Rewrite the entries below, substituting "Mark every visible" for each occurrence of "Tag any visible" and keeping everything else the same.
--- Start Working data ---
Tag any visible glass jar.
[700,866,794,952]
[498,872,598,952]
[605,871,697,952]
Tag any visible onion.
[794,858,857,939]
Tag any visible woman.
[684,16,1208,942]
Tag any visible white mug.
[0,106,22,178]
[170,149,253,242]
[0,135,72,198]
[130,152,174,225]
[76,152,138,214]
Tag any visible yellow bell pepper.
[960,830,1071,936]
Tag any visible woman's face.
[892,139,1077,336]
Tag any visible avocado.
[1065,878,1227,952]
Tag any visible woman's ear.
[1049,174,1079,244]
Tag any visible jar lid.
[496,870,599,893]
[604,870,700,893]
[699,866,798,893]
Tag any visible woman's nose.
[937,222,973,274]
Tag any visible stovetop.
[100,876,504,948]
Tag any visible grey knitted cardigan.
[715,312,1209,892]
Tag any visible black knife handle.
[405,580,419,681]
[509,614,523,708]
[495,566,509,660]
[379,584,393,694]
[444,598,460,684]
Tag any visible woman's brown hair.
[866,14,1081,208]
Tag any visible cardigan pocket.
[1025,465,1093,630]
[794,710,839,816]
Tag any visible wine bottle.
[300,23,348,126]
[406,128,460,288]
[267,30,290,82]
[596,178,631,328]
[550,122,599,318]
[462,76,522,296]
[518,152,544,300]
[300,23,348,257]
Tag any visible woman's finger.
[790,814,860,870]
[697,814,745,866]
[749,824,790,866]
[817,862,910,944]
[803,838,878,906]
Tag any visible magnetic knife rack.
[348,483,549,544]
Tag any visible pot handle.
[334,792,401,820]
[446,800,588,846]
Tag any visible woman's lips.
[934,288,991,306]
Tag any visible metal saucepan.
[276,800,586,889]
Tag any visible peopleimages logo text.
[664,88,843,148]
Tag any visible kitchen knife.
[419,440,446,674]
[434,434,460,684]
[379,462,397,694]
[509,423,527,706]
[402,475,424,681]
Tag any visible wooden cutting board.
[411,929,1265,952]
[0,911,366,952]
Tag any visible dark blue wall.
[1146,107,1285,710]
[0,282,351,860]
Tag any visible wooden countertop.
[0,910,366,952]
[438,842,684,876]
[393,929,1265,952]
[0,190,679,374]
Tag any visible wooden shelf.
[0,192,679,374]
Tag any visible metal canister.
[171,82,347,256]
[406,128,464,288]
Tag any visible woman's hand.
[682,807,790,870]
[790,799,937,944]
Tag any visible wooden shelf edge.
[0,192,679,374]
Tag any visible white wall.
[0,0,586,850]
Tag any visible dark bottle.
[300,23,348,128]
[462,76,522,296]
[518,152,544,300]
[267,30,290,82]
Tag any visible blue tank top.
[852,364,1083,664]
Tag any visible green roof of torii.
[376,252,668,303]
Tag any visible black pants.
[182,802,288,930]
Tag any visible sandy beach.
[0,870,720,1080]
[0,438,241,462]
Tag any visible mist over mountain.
--- End Working data ---
* Task answer:
Mark every visible glass jar.
[700,866,794,952]
[498,872,598,952]
[605,871,697,952]
Mark every visible onion.
[794,858,857,939]
Mark every visible woman.
[684,16,1208,942]
Mark every visible white mug.
[0,106,22,178]
[170,149,253,242]
[0,135,72,198]
[130,152,174,225]
[76,152,138,214]
Mark every visible yellow bell pepper.
[960,830,1071,936]
Mark every visible woman's face.
[892,139,1077,336]
Mark every visible avocado.
[1065,878,1227,952]
Mark every visible woman's ear.
[1049,174,1079,244]
Mark every visible jar lid.
[496,870,599,893]
[604,870,700,893]
[699,866,798,893]
Mark every visible woman's nose.
[937,222,973,274]
Mark every visible stovetop.
[100,876,504,948]
Mark every visible grey knitted cardigan.
[715,312,1209,892]
Mark every visible black knife handle.
[405,580,419,681]
[509,614,523,708]
[495,566,509,660]
[379,584,393,694]
[444,598,460,684]
Mark every visible woman's brown hair.
[866,14,1081,208]
Mark every visible cardigan pocket.
[1025,465,1093,630]
[794,710,839,816]
Mark every visible wine bottle.
[300,23,348,126]
[406,128,460,288]
[267,30,290,82]
[596,178,631,328]
[550,122,599,318]
[462,76,522,296]
[518,152,544,300]
[300,23,348,257]
Mark every visible woman's finger.
[790,814,860,870]
[697,814,745,866]
[749,824,790,866]
[817,862,910,944]
[803,838,878,906]
Mark every visible magnetic knife rack.
[348,483,549,544]
Mark every visible pot handle.
[334,792,401,820]
[446,800,588,846]
Mark every visible woman's lips.
[934,288,991,306]
Mark every visible metal saucepan.
[276,800,586,889]
Mark every visible peopleimages logo text.
[664,88,843,148]
Mark every visible kitchen knife.
[419,440,446,674]
[434,434,460,684]
[379,462,397,694]
[509,423,527,706]
[402,475,424,681]
Mark every visible wooden cutting board.
[411,929,1265,952]
[0,911,366,952]
Mark every visible dark blue wall.
[1146,107,1285,710]
[0,282,351,860]
Mark every visible wooden countertop.
[0,910,366,952]
[438,842,684,876]
[393,929,1265,952]
[0,190,679,374]
Mark every visible wooden shelf.
[0,192,679,374]
Mark every visible metal canister.
[171,82,347,256]
[406,128,464,288]
Mark every visible woman's hand.
[682,807,790,870]
[790,799,937,944]
Mark every visible wooden shelf edge.
[0,192,679,374]
Mark every visible white wall.
[0,0,586,850]
Mark every visible dark bottle.
[300,23,348,128]
[462,76,522,296]
[518,152,544,300]
[267,30,290,82]
Mark every visible blue tank top.
[852,364,1083,664]
Mark every visible green roof of torii.
[376,252,668,303]
Mark every visible black pants.
[182,802,288,930]
Mark every visible sandy beach.
[0,870,720,1080]
[0,438,241,462]
Mark every visible mist over mountain.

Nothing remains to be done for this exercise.